>> Begin GIVEN DATA

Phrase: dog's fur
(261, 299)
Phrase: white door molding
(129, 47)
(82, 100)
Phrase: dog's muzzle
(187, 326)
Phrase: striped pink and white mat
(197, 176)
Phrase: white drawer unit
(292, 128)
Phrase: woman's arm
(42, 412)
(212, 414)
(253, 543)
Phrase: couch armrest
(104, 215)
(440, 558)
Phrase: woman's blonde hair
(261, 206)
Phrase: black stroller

>> End GIVEN DATA

*WRITTEN PROBLEM*:
Format the data above as a numbered list, one line per item, leaving out any blank lines.

*FINISHED TASK*:
1. Phrase: dog's fur
2. (261, 299)
3. Phrase: white door molding
4. (129, 47)
5. (82, 100)
6. Phrase: dog's muzzle
7. (187, 326)
8. Phrase: striped pink and white mat
9. (197, 176)
10. Phrase: white drawer unit
11. (292, 128)
12. Phrase: woman's arm
13. (42, 412)
14. (212, 414)
15. (253, 543)
16. Phrase: couch armrest
17. (104, 215)
18. (440, 558)
19. Phrase: woman's blonde hair
20. (261, 206)
21. Phrase: black stroller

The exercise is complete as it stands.